Given instruction ▸
Write out each of the following rows verbatim, with every line unchanged and in its original order.

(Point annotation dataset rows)
______________________________
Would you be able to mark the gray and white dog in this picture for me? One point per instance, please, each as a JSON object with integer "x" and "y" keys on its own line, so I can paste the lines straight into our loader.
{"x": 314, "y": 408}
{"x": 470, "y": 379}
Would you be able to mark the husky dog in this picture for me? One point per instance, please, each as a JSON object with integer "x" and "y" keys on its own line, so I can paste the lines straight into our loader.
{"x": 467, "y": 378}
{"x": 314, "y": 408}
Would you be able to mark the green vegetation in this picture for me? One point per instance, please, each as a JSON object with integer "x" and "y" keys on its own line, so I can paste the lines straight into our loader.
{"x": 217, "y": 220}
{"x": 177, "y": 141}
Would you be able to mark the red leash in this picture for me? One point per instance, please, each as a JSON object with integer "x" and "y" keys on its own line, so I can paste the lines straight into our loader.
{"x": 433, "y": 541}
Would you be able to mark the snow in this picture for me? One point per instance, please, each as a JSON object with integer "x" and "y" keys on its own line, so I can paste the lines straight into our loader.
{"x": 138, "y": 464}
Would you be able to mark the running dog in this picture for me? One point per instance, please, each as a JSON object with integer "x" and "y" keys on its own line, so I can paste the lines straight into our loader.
______________________________
The solution ▸
Would you be able to mark the gray and white dog in this picture for me? One point per instance, please, each as a JSON object with integer "x" and "y" keys on its own line, so I can paste the lines straight into our loader.
{"x": 314, "y": 408}
{"x": 470, "y": 379}
Would you be able to mark the husky dog in this picture for me? One point per instance, please, each as a JSON object with integer "x" and "y" keys on its own line, so I can paste the lines straight into our loader.
{"x": 467, "y": 378}
{"x": 314, "y": 408}
Would you be able to mark the green vegetation in this picture for me? One point per instance, please, each as a JSON object with integer "x" and "y" keys on its own line, so I can paste the lines straight into our loader.
{"x": 217, "y": 220}
{"x": 177, "y": 141}
Would you be able to mark the red leash in this picture for me? One point per instance, please, each as a JSON object with integer "x" and "y" keys on its own line, so I can paste the lines straight into our loader.
{"x": 433, "y": 541}
Would you be able to mark the snow in this picture for me? One point per instance, please, each as a JSON object with integer "x" and "y" keys on its own line, so I can paste the lines straight into our loader.
{"x": 138, "y": 464}
Would you be able to mark the running dog in this picture for me? One point per instance, please, each as a JSON object with integer "x" and "y" keys on its own line, so I can paste the lines straight into our loader.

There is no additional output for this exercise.